> **STATED GOAL**
Restate the records that follow word for word; no pictures should appear.

** START OF PROVIDED ENTRIES **

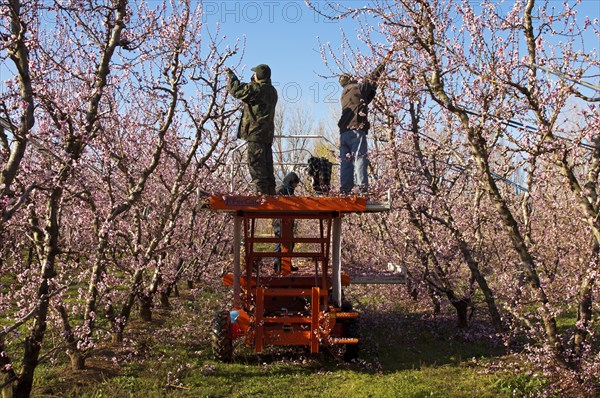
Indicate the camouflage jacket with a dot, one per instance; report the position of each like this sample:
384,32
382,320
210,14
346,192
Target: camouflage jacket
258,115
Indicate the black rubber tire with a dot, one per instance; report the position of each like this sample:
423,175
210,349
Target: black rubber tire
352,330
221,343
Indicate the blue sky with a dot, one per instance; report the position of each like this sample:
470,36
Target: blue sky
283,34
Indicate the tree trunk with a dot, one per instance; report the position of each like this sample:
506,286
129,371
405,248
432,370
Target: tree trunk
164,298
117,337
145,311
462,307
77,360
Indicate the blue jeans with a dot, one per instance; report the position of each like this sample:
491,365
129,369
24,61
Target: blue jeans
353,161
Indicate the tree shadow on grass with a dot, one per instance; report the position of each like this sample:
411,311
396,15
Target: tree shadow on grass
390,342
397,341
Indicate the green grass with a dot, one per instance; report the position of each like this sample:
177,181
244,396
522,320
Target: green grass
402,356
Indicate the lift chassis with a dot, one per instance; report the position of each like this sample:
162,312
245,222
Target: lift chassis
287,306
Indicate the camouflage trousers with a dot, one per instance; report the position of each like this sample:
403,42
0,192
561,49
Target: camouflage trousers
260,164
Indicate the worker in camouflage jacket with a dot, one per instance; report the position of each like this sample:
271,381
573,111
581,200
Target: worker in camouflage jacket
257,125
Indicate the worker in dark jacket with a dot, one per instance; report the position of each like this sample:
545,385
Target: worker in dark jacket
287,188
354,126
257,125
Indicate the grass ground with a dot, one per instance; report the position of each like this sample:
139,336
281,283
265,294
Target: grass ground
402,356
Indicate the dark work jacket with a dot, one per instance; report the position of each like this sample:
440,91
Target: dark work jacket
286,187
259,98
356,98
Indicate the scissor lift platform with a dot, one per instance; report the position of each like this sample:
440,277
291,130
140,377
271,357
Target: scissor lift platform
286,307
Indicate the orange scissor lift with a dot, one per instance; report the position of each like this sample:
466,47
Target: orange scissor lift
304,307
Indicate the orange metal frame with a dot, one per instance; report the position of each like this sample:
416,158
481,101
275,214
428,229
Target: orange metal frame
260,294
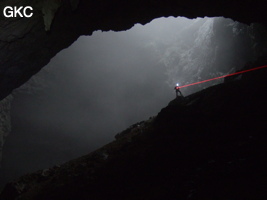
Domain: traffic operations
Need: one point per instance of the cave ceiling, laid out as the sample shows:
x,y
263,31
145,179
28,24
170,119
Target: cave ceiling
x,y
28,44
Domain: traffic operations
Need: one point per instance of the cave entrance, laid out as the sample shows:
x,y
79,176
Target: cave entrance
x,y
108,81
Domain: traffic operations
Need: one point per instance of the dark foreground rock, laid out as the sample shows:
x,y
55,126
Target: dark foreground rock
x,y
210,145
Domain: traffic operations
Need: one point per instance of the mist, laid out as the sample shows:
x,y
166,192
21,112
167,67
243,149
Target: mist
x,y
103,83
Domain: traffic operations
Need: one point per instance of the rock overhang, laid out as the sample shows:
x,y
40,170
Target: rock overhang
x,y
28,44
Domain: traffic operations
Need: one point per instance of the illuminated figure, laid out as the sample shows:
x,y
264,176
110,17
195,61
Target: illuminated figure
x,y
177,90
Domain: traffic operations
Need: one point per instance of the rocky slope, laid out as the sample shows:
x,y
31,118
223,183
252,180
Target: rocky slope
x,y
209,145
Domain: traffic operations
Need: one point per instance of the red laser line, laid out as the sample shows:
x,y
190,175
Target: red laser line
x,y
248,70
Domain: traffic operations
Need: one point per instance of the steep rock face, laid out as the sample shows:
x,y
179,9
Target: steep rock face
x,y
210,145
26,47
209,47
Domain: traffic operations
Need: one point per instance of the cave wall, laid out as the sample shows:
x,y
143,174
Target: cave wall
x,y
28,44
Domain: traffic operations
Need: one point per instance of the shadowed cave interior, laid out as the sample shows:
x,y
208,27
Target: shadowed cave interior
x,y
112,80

** END OF PROVIDED ENTRIES **

> **RESULT OF THE TASK**
Indicate the camouflage jacket with a dot, one per instance; report the position of each like this sample:
384,32
382,320
210,14
346,192
Target: camouflage jacket
258,115
Indicate the black rubber tire with a dot, one per instance; report the position of each like this sample:
423,175
210,349
Target: black rubber tire
352,330
221,343
Indicate the blue sky with a dot, one per instance; report the position of each like this sample:
470,36
Target: blue sky
283,34
Indicate the tree trunk with a dot, one per instance; report the position of each like this sample:
506,286
129,371
405,248
432,370
Target: tree trunk
164,298
117,337
145,311
462,307
77,360
Indicate the blue jeans with a dot, one per instance; report the position of each like this sample:
491,365
129,369
24,61
Target: blue jeans
353,161
Indicate the tree shadow on grass with a dot, one per instance; report the position of each like this sample:
411,311
396,15
Target: tree shadow on grass
390,342
397,341
Indicate the green grass with a dot, one per instance; report the position of each like this sample:
177,181
244,396
522,320
Target: green grass
402,356
Indicate the lift chassis with a dot, one per instance; report the position of each like this sample:
162,312
245,222
Target: lift chassis
287,306
Indicate the camouflage trousers with a dot, one per instance; report the position of each like this sample:
403,42
0,192
561,49
Target: camouflage trousers
260,164
Indicate the worker in camouflage jacket with a dot, one per instance; report the position of each like this sample:
271,381
573,111
581,200
Target: worker in camouflage jacket
257,125
Indicate the worker in dark jacket with a dot, one per instance; report the position of each like this sample:
545,385
Target: worker in dark jacket
287,188
354,126
257,125
Indicate the grass ground with a dot, one per instance; report the position of each like this sample:
139,336
281,283
265,294
Target: grass ground
402,356
Indicate the dark work jacket with a dot, one per instance; report the position of each like this sample:
440,91
Target: dark work jacket
286,187
259,98
356,98
Indicate the scissor lift platform with a dot, one per instance; report the position of each like this sample:
440,277
291,130
140,377
271,357
Target: scissor lift platform
286,307
Indicate the orange scissor lift with a dot, one per instance; report the position of each like this sample:
466,47
Target: orange scissor lift
304,307
Indicate the orange metal frame with a dot, one per instance; report the position of each like this sample:
416,158
481,101
275,214
428,229
Target: orange metal frame
260,294
Domain: traffic operations
Need: one point per instance of the cave ceiling, laid out as the sample shows:
x,y
263,31
145,179
28,24
170,119
Target: cave ceiling
x,y
28,44
Domain: traffic operations
Need: one point per instance of the cave entrance, laid out as the sample shows:
x,y
79,176
Target: cave entrance
x,y
108,81
Domain: traffic operations
Need: one point per instance of the dark foreground rock, laid out as the sample shows:
x,y
55,126
Target: dark foreground rock
x,y
210,145
Domain: traffic operations
Need: one point per instance of the mist, laid out as the sample shows:
x,y
166,192
21,112
167,67
243,149
Target: mist
x,y
103,83
Domain: traffic operations
Need: one point per instance of the rock overhang, laid out as the sample shows:
x,y
40,170
Target: rock overhang
x,y
28,44
Domain: traffic operations
Need: one point per instance of the illuminated figure, laid out as the sample shows:
x,y
264,176
110,17
195,61
Target: illuminated figure
x,y
177,90
Domain: traffic operations
Need: one point per instance of the rocky slope, laid out as the sample shows:
x,y
31,118
223,183
252,180
Target: rocky slope
x,y
209,145
Domain: traffic operations
Need: one point per instance of the red laser line, laid out as the sample shows:
x,y
190,175
Target: red laser line
x,y
248,70
Domain: traffic operations
Need: one point per instance of the steep rock face, laid out as the sample shows:
x,y
179,9
Target: steep rock face
x,y
210,145
26,47
209,47
Domain: traffic operations
Need: one point per instance of the cave wall, laid out as the sample shows:
x,y
143,174
Target: cave wall
x,y
28,44
Domain: traffic operations
Need: one point per instance of the shadowed cave interior, laid out as the sample shows:
x,y
208,27
Target: shadowed cave interior
x,y
112,80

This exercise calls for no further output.